Work required
Write out each line of the data below as a numbered list, skipping any blank lines. Leave out the pictures.

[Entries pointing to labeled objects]
=-=-=-=-=

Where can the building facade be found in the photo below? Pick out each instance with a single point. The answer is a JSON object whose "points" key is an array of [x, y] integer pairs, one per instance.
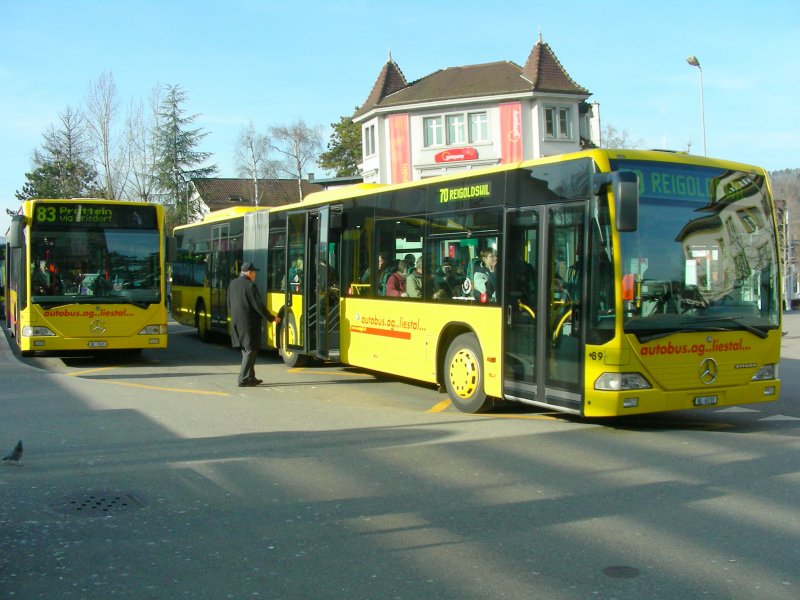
{"points": [[462, 118]]}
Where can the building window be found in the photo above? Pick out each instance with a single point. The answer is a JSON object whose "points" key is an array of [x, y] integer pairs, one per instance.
{"points": [[557, 122], [456, 129], [478, 127], [369, 141], [434, 132]]}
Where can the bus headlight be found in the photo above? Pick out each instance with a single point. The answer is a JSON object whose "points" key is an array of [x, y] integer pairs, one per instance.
{"points": [[154, 330], [766, 372], [618, 382], [33, 331]]}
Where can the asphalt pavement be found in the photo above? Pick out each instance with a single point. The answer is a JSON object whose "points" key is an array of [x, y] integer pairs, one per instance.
{"points": [[112, 500]]}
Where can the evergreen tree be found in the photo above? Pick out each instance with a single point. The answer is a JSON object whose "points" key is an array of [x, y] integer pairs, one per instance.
{"points": [[178, 161], [344, 149]]}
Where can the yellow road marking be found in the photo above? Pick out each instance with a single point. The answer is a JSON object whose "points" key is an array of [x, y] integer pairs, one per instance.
{"points": [[165, 389], [324, 372], [441, 406], [85, 371]]}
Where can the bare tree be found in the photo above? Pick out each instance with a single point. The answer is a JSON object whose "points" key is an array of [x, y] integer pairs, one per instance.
{"points": [[298, 144], [110, 156], [613, 138], [141, 127], [252, 158]]}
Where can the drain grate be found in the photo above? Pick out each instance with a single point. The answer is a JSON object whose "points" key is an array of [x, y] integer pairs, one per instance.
{"points": [[100, 504]]}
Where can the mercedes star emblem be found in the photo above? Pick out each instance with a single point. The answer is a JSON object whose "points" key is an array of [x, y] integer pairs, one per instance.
{"points": [[708, 371]]}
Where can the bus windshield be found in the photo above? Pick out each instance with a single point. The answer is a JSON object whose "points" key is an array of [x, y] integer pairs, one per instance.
{"points": [[95, 266], [704, 255]]}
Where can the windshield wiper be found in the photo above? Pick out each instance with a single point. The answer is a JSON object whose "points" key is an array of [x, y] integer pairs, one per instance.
{"points": [[746, 326]]}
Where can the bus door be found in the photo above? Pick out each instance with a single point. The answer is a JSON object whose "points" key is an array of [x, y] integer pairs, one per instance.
{"points": [[542, 343], [219, 276], [312, 291]]}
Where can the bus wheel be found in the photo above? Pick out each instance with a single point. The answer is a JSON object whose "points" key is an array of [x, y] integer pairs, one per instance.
{"points": [[288, 335], [463, 374], [201, 320]]}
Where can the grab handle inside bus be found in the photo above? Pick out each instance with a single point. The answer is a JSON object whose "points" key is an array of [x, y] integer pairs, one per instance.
{"points": [[625, 189], [15, 236]]}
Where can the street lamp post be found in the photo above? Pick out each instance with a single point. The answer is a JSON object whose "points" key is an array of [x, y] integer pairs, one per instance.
{"points": [[692, 60]]}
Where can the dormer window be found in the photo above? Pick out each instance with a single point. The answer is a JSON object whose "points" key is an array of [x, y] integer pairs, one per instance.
{"points": [[369, 141], [557, 122]]}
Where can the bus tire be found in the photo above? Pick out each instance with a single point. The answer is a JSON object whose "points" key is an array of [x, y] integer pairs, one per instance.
{"points": [[288, 332], [463, 374], [201, 321]]}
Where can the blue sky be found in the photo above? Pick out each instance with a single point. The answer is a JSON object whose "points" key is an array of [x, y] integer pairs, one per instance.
{"points": [[272, 62]]}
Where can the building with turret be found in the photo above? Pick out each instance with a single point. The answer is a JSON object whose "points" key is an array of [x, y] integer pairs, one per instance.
{"points": [[475, 116]]}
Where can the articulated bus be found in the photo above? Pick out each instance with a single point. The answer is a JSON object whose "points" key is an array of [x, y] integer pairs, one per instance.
{"points": [[87, 274], [598, 283], [209, 255]]}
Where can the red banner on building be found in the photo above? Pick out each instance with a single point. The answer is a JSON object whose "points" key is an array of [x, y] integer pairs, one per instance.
{"points": [[510, 132], [456, 154], [400, 144]]}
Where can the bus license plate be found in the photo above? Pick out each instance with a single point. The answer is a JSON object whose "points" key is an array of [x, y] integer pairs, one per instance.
{"points": [[705, 400]]}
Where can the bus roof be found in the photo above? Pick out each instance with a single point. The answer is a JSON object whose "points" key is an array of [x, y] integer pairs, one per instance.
{"points": [[601, 156], [225, 213]]}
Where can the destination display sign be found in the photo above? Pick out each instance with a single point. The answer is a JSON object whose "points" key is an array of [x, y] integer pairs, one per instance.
{"points": [[58, 215], [465, 192]]}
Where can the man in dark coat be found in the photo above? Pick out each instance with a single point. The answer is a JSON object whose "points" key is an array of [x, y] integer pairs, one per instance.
{"points": [[246, 309]]}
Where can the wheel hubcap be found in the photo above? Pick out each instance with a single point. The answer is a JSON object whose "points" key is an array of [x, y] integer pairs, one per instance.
{"points": [[464, 373]]}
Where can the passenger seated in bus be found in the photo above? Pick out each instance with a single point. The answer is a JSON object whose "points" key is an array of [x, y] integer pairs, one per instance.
{"points": [[382, 264], [396, 281], [485, 277], [45, 280], [414, 280], [444, 280], [296, 275]]}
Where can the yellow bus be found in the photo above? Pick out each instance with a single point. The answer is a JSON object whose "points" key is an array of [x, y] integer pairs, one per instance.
{"points": [[208, 257], [87, 274], [598, 283]]}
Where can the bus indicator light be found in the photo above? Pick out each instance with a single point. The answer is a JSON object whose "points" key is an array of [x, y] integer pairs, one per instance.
{"points": [[705, 400]]}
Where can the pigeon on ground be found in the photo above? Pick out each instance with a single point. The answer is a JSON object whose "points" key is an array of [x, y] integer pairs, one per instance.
{"points": [[16, 454]]}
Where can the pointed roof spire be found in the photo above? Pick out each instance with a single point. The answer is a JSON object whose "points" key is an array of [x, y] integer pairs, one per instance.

=-=-=-=-=

Solution to this task
1. Where can the building facade be found in the photo below? Pick out each instance with a single point. The answer is a JSON object whose "points" key is an array of [x, y] integer pairs, one per instance.
2. {"points": [[462, 118]]}
3. Where can the building window be found in the photo above? Pick out each instance with a single point. The answer is a JSON object whose "points" key is an array of [x, y] integer pairs, one per instance.
4. {"points": [[557, 122], [456, 129], [478, 127], [369, 141], [434, 132]]}
5. Where can the bus headlight be found in the photo above? Pick out each instance with a single point. The answer is a JSON object whose "points" key is an array of [x, y] integer pairs, one per instance.
6. {"points": [[154, 330], [766, 372], [618, 382], [33, 331]]}
7. Where can the asphalt pavement be found in the photo above? Pick out each instance with a single point. The answer is a JSON object whose "points" key is an array of [x, y] integer pairs, one per instance.
8. {"points": [[112, 500]]}
9. Where can the evergreen tree be found in the photo above? Pick out each instance with a single point. The answer is a JSON object whose "points" key is an array of [x, y] integer pairs, one per instance.
10. {"points": [[178, 161], [344, 149]]}
11. Where can the yellow road marking be found in the photo above? Pick out each instance with a single point. The answer is a JSON object whose "points" key is an array of [x, y] integer pairs, one per instance.
12. {"points": [[165, 389], [324, 372], [441, 406], [85, 371]]}
13. Where can the bare tree be found in the photo above? Pick out each instance with a single point. The answer is a JSON object whose "points" key is an array of [x, y] integer pairs, one per instance.
14. {"points": [[298, 144], [110, 156], [613, 138], [141, 127], [252, 158]]}
15. Where can the drain grate be found in the photo above? Pick out each instance with a single point. The answer is a JSON object whose "points" key is an array of [x, y] integer pairs, one per instance.
16. {"points": [[100, 504]]}
17. Where can the mercedes star emblem be found in the photo above? Pick out each instance with a single point. The answer is a JSON object whose "points" key is an array of [x, y] integer pairs, one per instance.
18. {"points": [[708, 371]]}
19. Where can the bus windshield be found in the photo above? Pick out each instance with a single point. The answer is a JSON object whose "points" key is an array of [x, y] integer pairs, one per instance.
20. {"points": [[95, 266], [704, 255]]}
21. Where can the windshield wiper be found in the photo above? Pick out each instance with a single point. The answer is a JSON object whose "points" key is an array of [x, y] integer pairs, one per instance.
22. {"points": [[746, 326]]}
23. Where can the bus door be found in the photo above? Pick out each instance with a single point. The answer is a JSON object whose "points" key is an array of [x, y] integer pairs, one per instance.
24. {"points": [[542, 343], [219, 276], [312, 291]]}
25. Where can the bus wheel be found in the photo above? Pick out each instance with a single point. The answer is a JSON object whose "points" key is an array of [x, y] integer pairs, one per instance.
26. {"points": [[288, 335], [463, 374], [201, 320]]}
27. Where can the grab handle inside bus be found in the photo above? Pick out each instance with a single point. The answer is a JSON object whose "points" key is an array of [x, y] integer pairs, one per instance.
28. {"points": [[625, 189], [15, 236]]}
29. Where can the street lamp post be found in the photo above? Pick out each instance with a single point. The answer is a JSON object whose "points" key is an array of [x, y] integer pairs, one per instance.
30. {"points": [[692, 60]]}
31. Where can the dormer window be found in the photo above? Pick out each instance with a single point. The answer is a JSON object whose "points" key is an array of [x, y] integer pairs, one per instance.
32. {"points": [[369, 141], [557, 122]]}
33. Where can the bus tire be found in the photo above? Pick out each instance with a single point. The answer is a JSON object whose "points" key is an array of [x, y] integer pairs, one per instance.
34. {"points": [[288, 332], [463, 374], [201, 321]]}
35. Where can the blue sky be found in the photo above? Pick out each instance with a single point. The answer is a JSON object whose "points" key is an array of [x, y] integer pairs, one per instance.
36. {"points": [[272, 62]]}
37. Where can the building with turret be found in the photo above? Pick out each instance with a single point. The answer is a JSON object whose "points" key is an array of [x, y] integer pairs, one per instance.
38. {"points": [[475, 116]]}
39. Where can the articulated bus be found in the photo above? Pick out each instance with a single point. The answer is a JSON object whose "points" key is an array of [x, y] integer pairs, one per instance.
40. {"points": [[87, 274], [598, 283], [209, 255]]}
41. Where can the red banner on building be found in the photo above? Pick out each instance with a single point. The answer is a JSON object whose "points" key is an array of [x, y] integer pairs, one per instance.
42. {"points": [[510, 132], [456, 154], [400, 144]]}
43. Where can the bus license plate be found in the photo above? Pick out each instance with a single point. The answer is a JSON object whose "points" key is an array of [x, y] integer pairs, one per instance.
44. {"points": [[705, 400]]}
45. Where can the bus roof be found in the photo above? Pick out each instance with a single point. The answer is a JSON object whose "points" key is an array of [x, y] integer pairs, one per instance.
46. {"points": [[601, 156], [225, 213]]}
47. Where can the destination display sign be found in the photo above? Pick out each instance with a single point. The answer is a JSON object whose "points" key is an array of [x, y] integer pairs, one per instance.
48. {"points": [[58, 215], [465, 192]]}
49. Where can the man in dark coat be found in the photo above? Pick out each instance with a single point. The answer is a JSON object whose "points" key is an array of [x, y] integer pairs, one per instance.
50. {"points": [[246, 309]]}
51. Where can the wheel hubcap be found in the photo above? Pick out each instance with a single point. The answer is a JSON object whose "points" key is an array of [x, y] integer pairs, one per instance.
52. {"points": [[464, 373]]}
53. Where can the passenger seated in bus be found in the photo above? Pick out each instance with a single point. The answer is a JSON object whose "points" key is an array of [x, y] integer pairs, one per instance.
54. {"points": [[382, 264], [396, 281], [485, 277], [45, 280], [414, 280], [444, 280], [296, 275]]}
55. Where can the yellow bus be found in the photo above? Pick out each instance with a single point. The answer is a JSON object whose "points" key is an array of [x, y] integer pairs, one per instance.
56. {"points": [[208, 257], [87, 274], [598, 283]]}
57. Where can the bus indicator light be found in the photo above? Pick out each instance with a single point. The answer is a JSON object whose "points" key is an array of [x, y] integer pairs, one per instance.
58. {"points": [[705, 400]]}
59. Where can the pigeon on ground be found in the photo above? Pick out each instance with a single point. The answer is a JSON object whose "points" key is an array of [x, y] integer pairs, one per instance.
60. {"points": [[16, 454]]}
61. Where can the pointed roof spire be found in the photo above? Pick out each instance with a single point. The answer is a JSON object whose "points" key is an array of [x, y] integer pairs, one per instance.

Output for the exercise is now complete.